Given exercise -> Find every line in the rows below that contains the word "terracotta" and copy each one out. Matching is case-sensitive.

** START **

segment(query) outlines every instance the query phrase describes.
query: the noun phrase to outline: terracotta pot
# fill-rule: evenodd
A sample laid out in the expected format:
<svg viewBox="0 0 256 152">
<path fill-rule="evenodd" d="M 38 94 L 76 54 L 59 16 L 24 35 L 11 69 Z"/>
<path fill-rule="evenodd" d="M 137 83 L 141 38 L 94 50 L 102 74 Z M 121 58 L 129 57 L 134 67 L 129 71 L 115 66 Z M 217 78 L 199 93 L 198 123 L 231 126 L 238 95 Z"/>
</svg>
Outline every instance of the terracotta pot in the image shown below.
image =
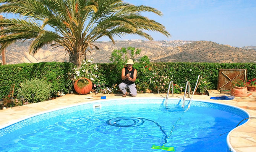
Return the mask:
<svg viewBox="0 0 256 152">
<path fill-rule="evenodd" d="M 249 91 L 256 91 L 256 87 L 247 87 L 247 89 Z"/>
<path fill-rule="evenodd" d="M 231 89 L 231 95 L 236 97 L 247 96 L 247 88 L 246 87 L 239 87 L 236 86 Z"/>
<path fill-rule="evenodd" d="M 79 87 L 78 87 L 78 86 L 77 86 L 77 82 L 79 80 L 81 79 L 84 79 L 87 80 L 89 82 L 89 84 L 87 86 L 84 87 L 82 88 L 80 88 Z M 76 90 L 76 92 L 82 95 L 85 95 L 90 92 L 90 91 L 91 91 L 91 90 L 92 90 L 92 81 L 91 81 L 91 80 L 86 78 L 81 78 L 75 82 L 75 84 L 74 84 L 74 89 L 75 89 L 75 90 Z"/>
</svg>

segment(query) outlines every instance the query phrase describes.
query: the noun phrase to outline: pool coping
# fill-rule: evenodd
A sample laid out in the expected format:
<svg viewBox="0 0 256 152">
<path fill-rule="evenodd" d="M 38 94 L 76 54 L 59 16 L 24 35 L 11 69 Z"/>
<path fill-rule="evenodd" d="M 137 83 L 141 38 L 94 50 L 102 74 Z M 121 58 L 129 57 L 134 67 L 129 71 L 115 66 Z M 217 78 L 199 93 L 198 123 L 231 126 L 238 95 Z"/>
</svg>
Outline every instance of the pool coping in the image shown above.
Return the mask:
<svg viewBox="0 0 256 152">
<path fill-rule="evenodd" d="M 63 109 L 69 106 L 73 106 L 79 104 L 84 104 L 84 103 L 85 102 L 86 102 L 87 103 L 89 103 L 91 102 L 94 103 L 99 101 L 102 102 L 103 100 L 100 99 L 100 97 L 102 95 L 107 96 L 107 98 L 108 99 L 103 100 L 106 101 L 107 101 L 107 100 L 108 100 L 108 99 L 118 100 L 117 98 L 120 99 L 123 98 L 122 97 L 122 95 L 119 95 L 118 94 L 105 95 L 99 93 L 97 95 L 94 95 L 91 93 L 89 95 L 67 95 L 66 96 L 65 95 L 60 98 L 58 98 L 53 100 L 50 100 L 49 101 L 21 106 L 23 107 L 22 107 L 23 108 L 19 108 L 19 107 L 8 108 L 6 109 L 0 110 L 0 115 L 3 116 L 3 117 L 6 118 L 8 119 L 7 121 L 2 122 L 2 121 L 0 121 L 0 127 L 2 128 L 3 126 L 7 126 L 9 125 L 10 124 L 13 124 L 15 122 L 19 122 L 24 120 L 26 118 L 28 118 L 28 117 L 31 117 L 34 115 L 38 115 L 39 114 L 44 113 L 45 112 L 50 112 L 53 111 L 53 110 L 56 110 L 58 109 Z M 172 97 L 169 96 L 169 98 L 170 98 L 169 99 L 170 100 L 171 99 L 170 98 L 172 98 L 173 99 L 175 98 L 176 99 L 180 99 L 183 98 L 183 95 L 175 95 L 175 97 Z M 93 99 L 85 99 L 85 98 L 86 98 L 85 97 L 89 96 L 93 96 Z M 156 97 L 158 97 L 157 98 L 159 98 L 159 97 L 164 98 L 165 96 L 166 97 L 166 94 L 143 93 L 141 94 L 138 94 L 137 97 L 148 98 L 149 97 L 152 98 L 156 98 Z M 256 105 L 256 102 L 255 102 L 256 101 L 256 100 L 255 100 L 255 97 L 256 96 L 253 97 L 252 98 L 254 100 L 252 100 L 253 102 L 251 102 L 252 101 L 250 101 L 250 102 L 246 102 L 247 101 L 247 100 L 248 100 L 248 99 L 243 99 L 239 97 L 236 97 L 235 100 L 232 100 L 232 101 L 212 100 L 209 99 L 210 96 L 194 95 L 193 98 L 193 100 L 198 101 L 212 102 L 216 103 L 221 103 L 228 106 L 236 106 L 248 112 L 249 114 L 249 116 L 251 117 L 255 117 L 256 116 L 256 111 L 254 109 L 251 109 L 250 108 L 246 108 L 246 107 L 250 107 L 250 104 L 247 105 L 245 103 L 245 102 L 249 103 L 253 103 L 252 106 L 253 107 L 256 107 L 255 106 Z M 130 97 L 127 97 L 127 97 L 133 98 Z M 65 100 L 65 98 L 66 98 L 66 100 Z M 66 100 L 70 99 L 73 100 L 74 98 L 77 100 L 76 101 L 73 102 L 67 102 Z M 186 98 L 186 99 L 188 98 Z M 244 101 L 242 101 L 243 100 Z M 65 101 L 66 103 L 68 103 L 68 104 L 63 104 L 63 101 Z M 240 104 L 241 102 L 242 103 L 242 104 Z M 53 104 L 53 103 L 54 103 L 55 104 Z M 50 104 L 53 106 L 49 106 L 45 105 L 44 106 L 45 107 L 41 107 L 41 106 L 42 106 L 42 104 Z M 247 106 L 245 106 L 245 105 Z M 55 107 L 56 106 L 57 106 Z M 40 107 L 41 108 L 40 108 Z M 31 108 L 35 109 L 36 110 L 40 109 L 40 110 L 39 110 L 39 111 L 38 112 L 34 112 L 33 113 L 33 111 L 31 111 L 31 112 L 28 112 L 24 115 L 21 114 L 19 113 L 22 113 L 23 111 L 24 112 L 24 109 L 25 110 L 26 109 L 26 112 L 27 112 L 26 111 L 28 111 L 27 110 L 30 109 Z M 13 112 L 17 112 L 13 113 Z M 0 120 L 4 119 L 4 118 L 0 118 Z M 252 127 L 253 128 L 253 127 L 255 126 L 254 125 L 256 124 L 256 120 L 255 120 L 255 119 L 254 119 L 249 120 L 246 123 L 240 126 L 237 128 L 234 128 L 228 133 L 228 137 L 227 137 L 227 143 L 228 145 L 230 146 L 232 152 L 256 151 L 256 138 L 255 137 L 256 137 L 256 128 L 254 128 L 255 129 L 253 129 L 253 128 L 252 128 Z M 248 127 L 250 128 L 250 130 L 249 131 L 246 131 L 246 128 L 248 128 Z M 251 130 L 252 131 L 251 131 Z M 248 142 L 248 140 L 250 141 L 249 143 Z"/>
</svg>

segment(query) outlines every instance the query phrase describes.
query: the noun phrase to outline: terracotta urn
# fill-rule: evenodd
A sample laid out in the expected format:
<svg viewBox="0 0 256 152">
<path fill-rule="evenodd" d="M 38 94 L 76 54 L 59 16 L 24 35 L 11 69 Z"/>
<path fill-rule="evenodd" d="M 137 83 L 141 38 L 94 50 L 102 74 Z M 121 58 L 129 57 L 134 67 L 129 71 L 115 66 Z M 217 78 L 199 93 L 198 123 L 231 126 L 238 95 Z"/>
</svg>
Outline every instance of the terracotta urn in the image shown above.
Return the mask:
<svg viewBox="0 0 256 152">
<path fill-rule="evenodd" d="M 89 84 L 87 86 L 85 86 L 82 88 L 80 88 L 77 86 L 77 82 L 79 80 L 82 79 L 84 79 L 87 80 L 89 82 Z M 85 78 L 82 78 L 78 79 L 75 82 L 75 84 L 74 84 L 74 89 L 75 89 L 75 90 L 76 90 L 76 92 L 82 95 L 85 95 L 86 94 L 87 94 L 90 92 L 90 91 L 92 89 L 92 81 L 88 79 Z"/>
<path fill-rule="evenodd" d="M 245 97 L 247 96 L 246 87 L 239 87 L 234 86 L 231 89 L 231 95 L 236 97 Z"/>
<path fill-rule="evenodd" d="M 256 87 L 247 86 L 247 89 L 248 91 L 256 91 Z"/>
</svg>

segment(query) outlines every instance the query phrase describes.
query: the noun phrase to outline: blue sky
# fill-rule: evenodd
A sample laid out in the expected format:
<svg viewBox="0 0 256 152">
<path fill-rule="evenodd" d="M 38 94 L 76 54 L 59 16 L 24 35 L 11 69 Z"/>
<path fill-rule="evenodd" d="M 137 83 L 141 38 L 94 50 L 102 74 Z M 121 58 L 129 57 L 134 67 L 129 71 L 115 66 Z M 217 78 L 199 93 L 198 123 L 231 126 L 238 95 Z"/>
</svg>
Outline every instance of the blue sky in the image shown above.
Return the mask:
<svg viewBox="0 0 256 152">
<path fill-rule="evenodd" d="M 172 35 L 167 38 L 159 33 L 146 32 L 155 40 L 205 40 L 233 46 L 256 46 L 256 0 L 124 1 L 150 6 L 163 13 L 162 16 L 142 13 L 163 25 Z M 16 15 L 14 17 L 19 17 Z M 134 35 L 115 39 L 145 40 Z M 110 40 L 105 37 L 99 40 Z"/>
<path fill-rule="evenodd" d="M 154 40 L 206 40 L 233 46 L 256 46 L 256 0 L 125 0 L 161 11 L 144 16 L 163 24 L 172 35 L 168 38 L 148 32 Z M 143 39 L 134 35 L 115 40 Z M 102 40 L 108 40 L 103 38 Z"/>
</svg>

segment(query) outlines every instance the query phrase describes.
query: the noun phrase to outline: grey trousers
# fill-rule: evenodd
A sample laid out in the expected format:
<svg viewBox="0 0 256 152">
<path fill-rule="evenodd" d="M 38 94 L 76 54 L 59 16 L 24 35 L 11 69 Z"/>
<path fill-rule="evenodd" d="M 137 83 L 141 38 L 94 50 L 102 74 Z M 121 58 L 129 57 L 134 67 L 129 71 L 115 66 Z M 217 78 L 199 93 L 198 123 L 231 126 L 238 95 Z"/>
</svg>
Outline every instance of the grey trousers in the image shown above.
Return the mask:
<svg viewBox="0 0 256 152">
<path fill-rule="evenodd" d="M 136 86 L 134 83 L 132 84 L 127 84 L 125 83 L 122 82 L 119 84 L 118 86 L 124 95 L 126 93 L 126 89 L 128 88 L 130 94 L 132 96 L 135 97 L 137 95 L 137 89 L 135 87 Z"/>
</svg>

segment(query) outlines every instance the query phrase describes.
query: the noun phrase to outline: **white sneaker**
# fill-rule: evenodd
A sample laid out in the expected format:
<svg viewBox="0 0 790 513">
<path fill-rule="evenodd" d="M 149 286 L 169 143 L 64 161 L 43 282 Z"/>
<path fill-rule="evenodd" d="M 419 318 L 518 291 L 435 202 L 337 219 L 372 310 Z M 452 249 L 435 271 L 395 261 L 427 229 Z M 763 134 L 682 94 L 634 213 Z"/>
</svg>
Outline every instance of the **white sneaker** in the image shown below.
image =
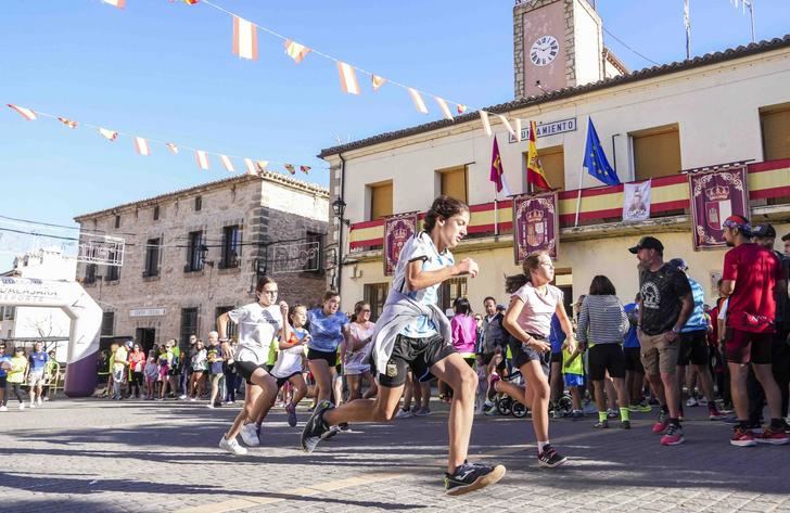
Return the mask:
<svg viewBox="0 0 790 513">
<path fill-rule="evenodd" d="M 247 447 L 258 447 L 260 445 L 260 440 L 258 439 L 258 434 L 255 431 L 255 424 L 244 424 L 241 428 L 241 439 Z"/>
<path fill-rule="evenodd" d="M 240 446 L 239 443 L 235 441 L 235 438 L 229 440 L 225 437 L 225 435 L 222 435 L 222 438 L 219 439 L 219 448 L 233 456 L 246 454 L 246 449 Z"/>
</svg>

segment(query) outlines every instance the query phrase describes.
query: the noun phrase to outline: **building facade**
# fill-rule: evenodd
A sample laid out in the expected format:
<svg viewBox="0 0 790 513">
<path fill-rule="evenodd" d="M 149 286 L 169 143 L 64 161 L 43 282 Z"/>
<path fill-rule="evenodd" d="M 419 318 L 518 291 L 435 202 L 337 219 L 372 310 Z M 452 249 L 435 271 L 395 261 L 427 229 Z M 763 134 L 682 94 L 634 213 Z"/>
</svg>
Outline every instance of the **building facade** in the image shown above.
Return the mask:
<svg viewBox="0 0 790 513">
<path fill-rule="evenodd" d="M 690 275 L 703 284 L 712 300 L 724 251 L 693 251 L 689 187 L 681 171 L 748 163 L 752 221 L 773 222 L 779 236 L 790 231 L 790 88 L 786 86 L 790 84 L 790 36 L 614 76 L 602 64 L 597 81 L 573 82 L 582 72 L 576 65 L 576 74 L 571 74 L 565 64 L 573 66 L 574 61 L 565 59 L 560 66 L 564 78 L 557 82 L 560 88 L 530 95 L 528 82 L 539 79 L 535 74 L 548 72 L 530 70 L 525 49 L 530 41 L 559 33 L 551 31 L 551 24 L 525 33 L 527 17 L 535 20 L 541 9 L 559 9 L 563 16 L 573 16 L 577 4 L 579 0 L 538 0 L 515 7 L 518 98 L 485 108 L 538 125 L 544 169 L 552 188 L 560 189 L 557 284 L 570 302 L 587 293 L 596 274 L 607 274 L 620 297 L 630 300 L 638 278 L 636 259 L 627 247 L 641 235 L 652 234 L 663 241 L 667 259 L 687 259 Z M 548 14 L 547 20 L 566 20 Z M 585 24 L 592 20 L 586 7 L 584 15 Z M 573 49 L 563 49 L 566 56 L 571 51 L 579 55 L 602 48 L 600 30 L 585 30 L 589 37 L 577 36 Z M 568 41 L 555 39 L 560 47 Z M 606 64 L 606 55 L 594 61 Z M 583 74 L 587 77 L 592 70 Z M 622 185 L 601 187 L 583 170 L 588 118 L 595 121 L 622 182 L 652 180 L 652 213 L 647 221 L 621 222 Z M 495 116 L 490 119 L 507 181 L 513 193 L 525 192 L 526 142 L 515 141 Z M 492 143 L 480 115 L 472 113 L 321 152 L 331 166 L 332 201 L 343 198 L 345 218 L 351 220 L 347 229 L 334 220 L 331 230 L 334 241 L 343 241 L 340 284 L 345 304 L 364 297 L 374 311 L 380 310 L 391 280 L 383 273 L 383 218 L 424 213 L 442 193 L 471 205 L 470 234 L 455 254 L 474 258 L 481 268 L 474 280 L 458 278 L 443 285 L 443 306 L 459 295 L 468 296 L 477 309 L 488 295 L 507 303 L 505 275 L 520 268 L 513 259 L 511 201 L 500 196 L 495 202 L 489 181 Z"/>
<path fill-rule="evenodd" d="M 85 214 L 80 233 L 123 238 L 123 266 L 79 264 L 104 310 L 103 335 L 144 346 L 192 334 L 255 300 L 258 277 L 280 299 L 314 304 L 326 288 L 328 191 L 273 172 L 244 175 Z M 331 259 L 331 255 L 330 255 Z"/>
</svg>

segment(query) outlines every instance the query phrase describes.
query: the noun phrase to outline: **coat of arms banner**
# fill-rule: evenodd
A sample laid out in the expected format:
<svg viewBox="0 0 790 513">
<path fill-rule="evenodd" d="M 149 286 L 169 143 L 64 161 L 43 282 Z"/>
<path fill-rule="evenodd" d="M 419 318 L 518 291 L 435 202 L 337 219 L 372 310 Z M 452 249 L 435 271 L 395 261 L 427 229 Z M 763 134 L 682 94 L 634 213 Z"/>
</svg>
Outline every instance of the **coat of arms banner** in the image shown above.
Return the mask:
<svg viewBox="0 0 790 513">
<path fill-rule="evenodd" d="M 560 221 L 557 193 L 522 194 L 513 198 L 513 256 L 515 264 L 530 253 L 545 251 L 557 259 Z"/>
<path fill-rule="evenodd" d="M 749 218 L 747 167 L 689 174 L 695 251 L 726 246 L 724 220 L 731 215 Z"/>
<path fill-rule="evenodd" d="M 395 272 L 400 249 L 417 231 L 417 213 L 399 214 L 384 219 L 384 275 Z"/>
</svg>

** END **

Task answer ->
query: the noun phrase to outline: terracotta pot
Outline every instance of the terracotta pot in the image shown below.
query: the noun phrase to outline: terracotta urn
Outline every instance of the terracotta urn in the image shown above.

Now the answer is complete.